模拟器建模指南:显存与吞吐公式
1. 显存五大组成
| 组成 | 生命周期 | 典型占比 | Scope |
|---|---|---|---|
| Weights | 常驻 | 30-80% | per-rank(被 TP/PP/EP 切分) |
| KV Cache | 随请求增长/释放 | 10-60% | per-rank(被 TP/CP 切分) |
| Activations | 前向计算中瞬态 | 1-15% | per-rank |
| Workspace | kernel 临时 buffer | 1-5% | per-rank |
| Communication Buffer | NCCL/DeepEP 双缓冲 | 0.5-3% | per-rank |
常见建模错误:
- KV cache 报告 “per-request per-layer” 大小,但模拟器需 per-rank peak = Sum(所有并发 request 的 KV) / TP_size
- Weights 在 EP 模式下每 rank 只有
n_experts / EP_size个 expert,但 shared expert + attention 不被 EP 切 - Activation peak 发生在 prefill 最大 chunk 时刻,不是 decode
2. Weights Memory [per-rank]
def weights_memory_per_rank(config, tp, ep, pp):
pp_layers = config['n_layers'] // pp
# Attention (per layer, TP-sharded)
attn_params_per_layer = (
config['dim'] * config['q_lora_rank'] + # wq_a
config['q_lora_rank'] * config['n_heads'] * config['head_dim'] // tp + # wq_b
config['dim'] * config['head_dim'] + # wkv
config['n_heads'] * config['head_dim'] // tp * config['o_lora_rank'] + # wo_a
config['o_groups'] * config['o_lora_rank'] // tp * config['dim'] # wo_b
)
# MoE experts (EP-sharded)
n_local_experts = config['n_routed_experts'] // ep
expert_params = 3 * config['dim'] * config['moe_inter_dim'] # w1 + w2 + w3
# Shared expert (TP-sharded, not EP)
shared_expert_params = 3 * config['dim'] * config['moe_inter_dim'] // tp
# Bytes by precision
attn_bytes = attn_params_per_layer * bytes_per_elem(config['attn_dtype'])
expert_bytes = n_local_experts * expert_params * bytes_per_elem(config['expert_dtype'])
shared_bytes = shared_expert_params * bytes_per_elem(config['shared_expert_dtype'])
# Scale overhead
attn_scale = scale_overhead(attn_params_per_layer, config['attn_dtype'])
expert_scale = scale_overhead(n_local_experts * expert_params, config['expert_dtype'])
# Small components (gate, norms, embeddings)

- - - - -

• **练习任务**:
a – 请一字不差地复述显存建模指南中从"# MoE experts"到"(TP-sharded, not EP)"的这一段。
b – 显存建模指南的表格把显存分成几个组成部分，请逐一写出这些部分的名称。

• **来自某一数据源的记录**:
- - - - -

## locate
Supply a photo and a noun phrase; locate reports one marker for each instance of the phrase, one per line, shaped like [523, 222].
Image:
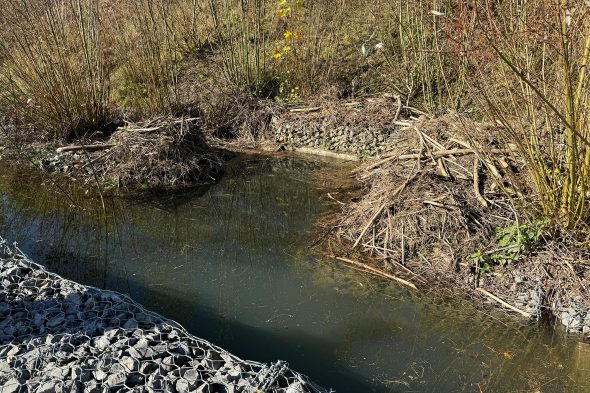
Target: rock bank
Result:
[59, 336]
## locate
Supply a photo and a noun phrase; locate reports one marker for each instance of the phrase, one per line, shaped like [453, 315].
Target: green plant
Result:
[512, 242]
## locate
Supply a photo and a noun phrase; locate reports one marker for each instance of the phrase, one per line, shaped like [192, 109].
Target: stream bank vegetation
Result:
[487, 184]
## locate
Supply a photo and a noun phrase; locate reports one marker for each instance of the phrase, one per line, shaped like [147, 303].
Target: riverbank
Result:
[57, 335]
[434, 209]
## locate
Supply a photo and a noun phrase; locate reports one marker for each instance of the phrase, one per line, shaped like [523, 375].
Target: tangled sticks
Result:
[60, 336]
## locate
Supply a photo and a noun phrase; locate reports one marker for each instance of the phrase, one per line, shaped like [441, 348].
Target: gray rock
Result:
[47, 387]
[11, 386]
[100, 375]
[115, 380]
[129, 364]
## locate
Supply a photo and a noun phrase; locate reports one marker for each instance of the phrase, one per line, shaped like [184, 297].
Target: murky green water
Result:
[232, 263]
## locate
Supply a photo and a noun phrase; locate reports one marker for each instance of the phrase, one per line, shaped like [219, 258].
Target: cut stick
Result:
[502, 302]
[478, 195]
[453, 152]
[306, 110]
[370, 222]
[442, 168]
[377, 272]
[399, 109]
[66, 149]
[368, 225]
[384, 160]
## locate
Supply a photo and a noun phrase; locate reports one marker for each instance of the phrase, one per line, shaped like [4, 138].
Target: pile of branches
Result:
[432, 202]
[161, 152]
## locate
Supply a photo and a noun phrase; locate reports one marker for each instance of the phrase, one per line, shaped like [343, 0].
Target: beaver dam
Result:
[233, 263]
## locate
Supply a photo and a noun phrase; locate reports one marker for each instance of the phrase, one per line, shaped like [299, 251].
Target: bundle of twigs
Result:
[161, 152]
[430, 203]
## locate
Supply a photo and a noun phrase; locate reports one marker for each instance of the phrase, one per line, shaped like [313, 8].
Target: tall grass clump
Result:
[531, 73]
[241, 33]
[53, 68]
[149, 52]
[417, 51]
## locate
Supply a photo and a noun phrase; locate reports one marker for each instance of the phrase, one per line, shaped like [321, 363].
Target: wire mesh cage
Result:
[59, 336]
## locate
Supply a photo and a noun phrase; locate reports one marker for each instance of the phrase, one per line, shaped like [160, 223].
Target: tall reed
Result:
[54, 70]
[149, 50]
[532, 76]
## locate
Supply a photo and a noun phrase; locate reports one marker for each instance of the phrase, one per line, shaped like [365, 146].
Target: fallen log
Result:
[377, 272]
[66, 149]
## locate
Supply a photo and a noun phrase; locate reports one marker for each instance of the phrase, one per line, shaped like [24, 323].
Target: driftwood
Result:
[306, 110]
[377, 272]
[478, 195]
[398, 191]
[502, 302]
[98, 147]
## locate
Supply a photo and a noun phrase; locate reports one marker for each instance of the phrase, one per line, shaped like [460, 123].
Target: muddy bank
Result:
[58, 336]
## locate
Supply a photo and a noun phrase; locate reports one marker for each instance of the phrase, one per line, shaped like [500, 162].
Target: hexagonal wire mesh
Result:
[60, 336]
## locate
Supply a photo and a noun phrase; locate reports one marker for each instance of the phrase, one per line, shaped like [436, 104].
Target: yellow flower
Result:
[284, 12]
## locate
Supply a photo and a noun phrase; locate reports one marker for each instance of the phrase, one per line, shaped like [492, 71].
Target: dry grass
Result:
[162, 152]
[54, 71]
[420, 207]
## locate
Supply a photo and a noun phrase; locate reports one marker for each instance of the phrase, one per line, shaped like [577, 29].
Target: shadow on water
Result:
[230, 263]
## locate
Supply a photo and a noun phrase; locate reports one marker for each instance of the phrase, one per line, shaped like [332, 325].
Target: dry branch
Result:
[502, 302]
[370, 269]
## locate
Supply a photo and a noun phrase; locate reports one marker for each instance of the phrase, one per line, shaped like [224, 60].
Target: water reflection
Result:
[230, 261]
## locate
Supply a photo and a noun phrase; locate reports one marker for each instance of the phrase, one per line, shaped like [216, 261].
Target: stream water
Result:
[232, 262]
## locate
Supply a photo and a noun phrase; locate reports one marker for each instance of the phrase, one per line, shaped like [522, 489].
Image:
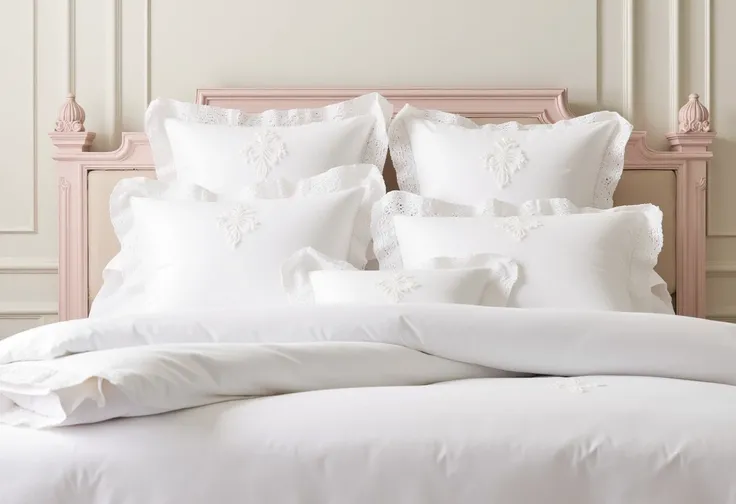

- - - - -

• **最终结果**:
a –
# MoE experts (EP-sharded)
n_local_experts = config['n_routed_experts'] // ep
expert_params = 3 * config['dim'] * config['moe_inter_dim'] # w1 + w2 + w3
# Shared expert (TP-sharded, not EP)

b – Weights、KV Cache、Activations、Workspace、Communication Buffer